Problem to work on
Rewrite the lines running from the one containing "find the vegetable pile in the photo above" through the end of the data, both included, swapping every "yellow bell pepper" for "green bell pepper" and leaving everything else unchanged.

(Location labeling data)
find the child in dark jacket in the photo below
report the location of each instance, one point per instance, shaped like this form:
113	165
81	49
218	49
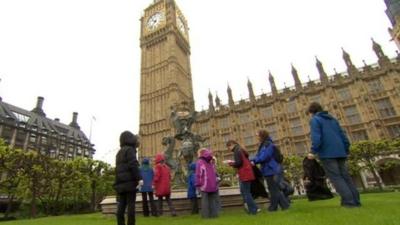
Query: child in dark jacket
146	188
162	184
192	195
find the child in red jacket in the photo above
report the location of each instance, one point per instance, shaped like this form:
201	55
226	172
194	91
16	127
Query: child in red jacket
162	184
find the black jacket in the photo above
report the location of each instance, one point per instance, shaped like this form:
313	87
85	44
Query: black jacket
127	173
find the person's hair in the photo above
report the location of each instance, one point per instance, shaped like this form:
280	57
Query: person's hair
231	142
314	107
263	134
128	139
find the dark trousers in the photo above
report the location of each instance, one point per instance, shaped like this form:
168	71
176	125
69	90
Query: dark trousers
277	198
169	202
145	204
126	200
209	204
195	205
338	174
245	191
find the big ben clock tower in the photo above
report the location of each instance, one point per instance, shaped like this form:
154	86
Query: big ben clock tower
166	78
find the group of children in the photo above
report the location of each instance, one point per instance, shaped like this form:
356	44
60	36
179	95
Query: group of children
202	179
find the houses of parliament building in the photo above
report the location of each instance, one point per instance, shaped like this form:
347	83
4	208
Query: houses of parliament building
365	100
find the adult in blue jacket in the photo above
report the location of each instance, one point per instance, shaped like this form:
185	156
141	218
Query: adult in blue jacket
146	188
331	145
271	170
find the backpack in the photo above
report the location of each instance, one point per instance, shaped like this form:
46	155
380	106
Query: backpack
278	155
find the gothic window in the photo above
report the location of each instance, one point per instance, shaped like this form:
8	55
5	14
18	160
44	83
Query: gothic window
32	138
296	127
244	118
394	130
291	106
385	108
267	112
271	128
21	117
44	140
226	138
352	115
204	128
300	147
249	139
360	135
316	98
343	94
375	86
224	123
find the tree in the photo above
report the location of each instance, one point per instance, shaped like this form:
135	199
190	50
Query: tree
293	167
363	155
10	169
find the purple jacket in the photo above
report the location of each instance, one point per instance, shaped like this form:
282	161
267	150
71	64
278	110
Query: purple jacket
206	175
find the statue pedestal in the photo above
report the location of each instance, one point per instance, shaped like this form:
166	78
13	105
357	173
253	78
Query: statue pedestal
230	197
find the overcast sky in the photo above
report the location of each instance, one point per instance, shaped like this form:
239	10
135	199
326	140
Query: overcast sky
84	55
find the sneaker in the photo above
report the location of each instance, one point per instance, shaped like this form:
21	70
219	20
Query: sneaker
246	207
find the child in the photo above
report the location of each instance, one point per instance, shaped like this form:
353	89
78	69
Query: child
146	188
245	172
192	188
206	181
162	184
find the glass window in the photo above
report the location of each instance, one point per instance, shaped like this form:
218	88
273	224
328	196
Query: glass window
267	112
296	127
316	98
271	128
385	108
352	115
249	139
204	128
244	118
344	94
224	123
21	117
300	147
375	86
394	130
360	135
292	107
226	138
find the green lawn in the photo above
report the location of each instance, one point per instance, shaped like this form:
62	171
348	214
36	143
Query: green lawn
377	209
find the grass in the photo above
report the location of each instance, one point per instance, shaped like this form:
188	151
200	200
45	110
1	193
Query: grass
377	209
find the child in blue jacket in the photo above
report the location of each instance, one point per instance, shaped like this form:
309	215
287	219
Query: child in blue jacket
146	188
192	188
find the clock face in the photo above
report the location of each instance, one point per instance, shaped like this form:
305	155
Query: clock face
154	21
181	25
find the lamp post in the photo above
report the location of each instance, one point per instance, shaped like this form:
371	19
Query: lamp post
91	126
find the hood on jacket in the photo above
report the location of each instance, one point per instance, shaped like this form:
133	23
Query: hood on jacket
159	158
192	167
146	161
206	155
324	115
128	139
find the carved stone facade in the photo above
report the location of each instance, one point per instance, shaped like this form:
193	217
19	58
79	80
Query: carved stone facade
32	130
365	100
393	12
166	78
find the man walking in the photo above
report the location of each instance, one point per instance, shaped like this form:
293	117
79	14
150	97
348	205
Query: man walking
331	145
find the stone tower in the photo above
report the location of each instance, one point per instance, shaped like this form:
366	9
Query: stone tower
393	13
166	78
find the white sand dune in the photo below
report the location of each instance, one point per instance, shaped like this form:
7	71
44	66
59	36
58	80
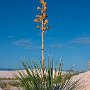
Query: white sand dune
85	78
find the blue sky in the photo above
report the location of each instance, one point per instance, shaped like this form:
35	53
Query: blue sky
68	38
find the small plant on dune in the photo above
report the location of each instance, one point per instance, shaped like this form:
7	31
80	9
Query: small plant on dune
31	78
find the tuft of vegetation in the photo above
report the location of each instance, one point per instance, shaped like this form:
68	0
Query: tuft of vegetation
31	78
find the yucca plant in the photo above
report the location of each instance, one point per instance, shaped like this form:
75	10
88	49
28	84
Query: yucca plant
31	78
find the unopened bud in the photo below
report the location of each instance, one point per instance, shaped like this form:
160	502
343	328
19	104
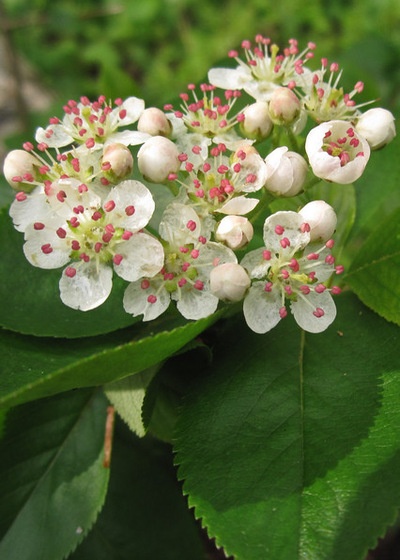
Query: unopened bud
235	231
321	218
154	121
284	106
158	158
286	172
229	282
20	165
120	160
377	127
257	122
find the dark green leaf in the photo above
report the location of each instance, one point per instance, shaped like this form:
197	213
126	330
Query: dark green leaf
290	446
52	481
145	515
374	274
36	367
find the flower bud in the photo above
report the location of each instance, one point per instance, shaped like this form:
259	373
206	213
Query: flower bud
257	122
153	121
229	282
284	106
20	168
377	127
157	158
286	172
118	160
235	231
321	218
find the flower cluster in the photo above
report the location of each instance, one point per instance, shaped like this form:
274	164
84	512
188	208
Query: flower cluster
269	128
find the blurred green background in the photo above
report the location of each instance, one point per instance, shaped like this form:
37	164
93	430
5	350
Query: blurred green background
153	48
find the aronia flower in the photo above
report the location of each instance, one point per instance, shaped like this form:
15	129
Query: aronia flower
265	68
91	237
336	152
93	124
291	269
185	276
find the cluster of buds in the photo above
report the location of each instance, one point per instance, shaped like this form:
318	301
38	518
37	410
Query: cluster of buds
269	128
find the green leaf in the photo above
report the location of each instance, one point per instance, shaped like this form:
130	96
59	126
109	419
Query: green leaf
127	397
32	368
30	299
374	274
290	445
52	481
145	515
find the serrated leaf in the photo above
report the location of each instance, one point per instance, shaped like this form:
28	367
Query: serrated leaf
52	480
32	367
145	515
30	297
127	397
374	274
290	447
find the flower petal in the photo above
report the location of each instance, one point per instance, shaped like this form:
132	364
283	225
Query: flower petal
261	308
88	288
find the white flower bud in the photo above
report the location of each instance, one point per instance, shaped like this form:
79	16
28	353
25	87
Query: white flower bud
321	218
229	282
284	106
20	168
158	158
257	122
117	161
377	127
153	121
286	172
234	231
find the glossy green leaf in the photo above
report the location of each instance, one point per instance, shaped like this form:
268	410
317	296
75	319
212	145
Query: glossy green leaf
145	516
374	275
30	298
32	367
290	446
127	395
52	480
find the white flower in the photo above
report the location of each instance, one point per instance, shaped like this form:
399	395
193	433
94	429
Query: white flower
377	127
265	68
94	124
185	276
234	231
93	237
288	267
205	120
286	172
326	100
336	152
321	218
221	183
158	158
229	282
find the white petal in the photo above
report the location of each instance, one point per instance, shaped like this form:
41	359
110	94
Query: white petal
142	255
174	225
88	289
303	310
57	138
128	138
125	195
136	300
196	304
239	206
261	308
291	223
44	249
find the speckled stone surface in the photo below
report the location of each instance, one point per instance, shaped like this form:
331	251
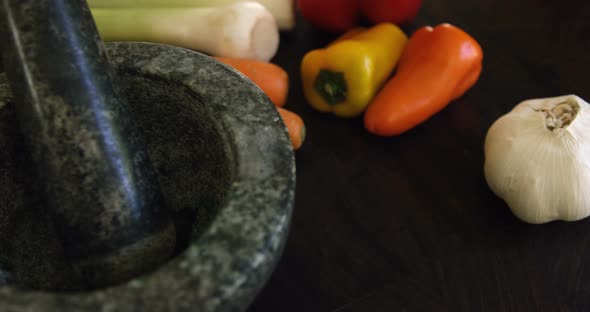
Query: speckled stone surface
226	168
85	145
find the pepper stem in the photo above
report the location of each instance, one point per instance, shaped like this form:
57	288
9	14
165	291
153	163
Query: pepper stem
561	115
331	86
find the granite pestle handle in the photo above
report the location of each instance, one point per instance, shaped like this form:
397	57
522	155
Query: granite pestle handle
92	165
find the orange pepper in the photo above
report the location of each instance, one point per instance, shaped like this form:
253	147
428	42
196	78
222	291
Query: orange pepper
437	66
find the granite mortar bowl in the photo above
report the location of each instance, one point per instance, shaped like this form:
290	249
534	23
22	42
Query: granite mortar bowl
227	172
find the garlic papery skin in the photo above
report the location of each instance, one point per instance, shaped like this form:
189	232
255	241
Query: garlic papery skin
537	159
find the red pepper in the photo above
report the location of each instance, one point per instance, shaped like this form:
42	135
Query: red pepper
341	15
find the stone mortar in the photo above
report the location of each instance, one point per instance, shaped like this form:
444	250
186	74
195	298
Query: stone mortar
227	172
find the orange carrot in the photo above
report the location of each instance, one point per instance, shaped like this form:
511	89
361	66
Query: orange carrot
272	79
295	126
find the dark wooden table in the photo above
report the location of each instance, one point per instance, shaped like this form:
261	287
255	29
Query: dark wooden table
408	222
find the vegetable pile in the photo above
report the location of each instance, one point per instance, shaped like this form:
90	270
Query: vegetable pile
532	154
357	73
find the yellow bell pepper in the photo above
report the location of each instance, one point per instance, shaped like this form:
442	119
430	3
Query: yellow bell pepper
344	77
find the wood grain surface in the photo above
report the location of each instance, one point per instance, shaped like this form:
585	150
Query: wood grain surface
408	223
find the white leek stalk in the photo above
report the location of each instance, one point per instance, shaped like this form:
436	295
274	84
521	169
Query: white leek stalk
282	10
241	30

Finished exercise
find the vegetable pile in the photo above
report the location of each instance, one point per instance, shaped like this form:
90	270
Query: vegetable pile
532	154
357	73
find the green bell pepper in the photo above
report the location of each instance, one point per instance, shaped like this form:
442	119
430	3
Query: green bell pepper
344	77
find the wood grain surface in the photo above
report the location of each instance, one point per instance, shaped like this form:
585	150
Query: wood grain surface
408	223
find the white leek stalk in the photo above
report the location of each instance, one point per instance, shaped like this form:
436	295
274	84
521	169
Query: white leek stalk
282	10
241	30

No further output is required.